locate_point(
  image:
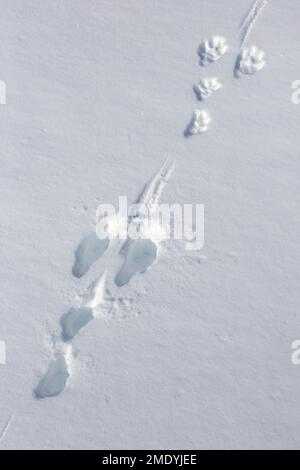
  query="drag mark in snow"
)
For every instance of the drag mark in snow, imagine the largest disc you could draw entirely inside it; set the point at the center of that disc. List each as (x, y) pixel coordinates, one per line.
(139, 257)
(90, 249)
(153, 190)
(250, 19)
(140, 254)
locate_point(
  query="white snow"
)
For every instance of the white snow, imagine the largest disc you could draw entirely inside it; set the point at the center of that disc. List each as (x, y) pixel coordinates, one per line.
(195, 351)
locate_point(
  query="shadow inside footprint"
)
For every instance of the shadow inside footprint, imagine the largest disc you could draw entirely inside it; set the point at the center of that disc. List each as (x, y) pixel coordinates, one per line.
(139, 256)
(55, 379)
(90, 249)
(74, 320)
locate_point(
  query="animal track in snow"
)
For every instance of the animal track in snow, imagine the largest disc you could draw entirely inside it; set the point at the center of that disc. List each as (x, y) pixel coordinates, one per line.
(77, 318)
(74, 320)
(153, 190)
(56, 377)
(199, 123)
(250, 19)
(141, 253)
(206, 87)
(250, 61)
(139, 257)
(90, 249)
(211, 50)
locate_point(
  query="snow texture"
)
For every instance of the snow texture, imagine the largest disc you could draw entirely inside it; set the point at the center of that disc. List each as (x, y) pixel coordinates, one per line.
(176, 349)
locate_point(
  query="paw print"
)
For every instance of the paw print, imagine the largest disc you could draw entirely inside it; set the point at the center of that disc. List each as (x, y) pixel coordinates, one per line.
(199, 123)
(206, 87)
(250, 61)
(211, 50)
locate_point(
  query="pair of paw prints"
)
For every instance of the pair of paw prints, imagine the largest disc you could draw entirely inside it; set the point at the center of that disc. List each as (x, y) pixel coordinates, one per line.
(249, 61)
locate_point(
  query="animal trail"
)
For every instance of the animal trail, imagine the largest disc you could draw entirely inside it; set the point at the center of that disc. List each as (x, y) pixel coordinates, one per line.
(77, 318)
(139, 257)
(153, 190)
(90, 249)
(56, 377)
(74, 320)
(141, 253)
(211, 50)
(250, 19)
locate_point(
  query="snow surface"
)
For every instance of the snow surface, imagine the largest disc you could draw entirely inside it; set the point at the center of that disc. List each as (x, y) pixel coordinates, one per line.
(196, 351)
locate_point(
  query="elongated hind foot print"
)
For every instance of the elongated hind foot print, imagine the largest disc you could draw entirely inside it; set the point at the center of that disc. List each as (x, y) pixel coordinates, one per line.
━━━━━━━━━━━━━━━━━━━━
◆ EXERCISE GOAL ◆
Find every line in the rows above that contains the string "query", and copy each one.

◆ OUTPUT OF THE TASK ◆
  query="drag mark in snow"
  query="white snow"
  query="shadow inside footprint"
  query="animal track in snow"
  query="snow texture"
  query="paw print"
  query="pair of paw prints"
  query="animal trail"
  query="snow surface"
  query="elongated hind foot print"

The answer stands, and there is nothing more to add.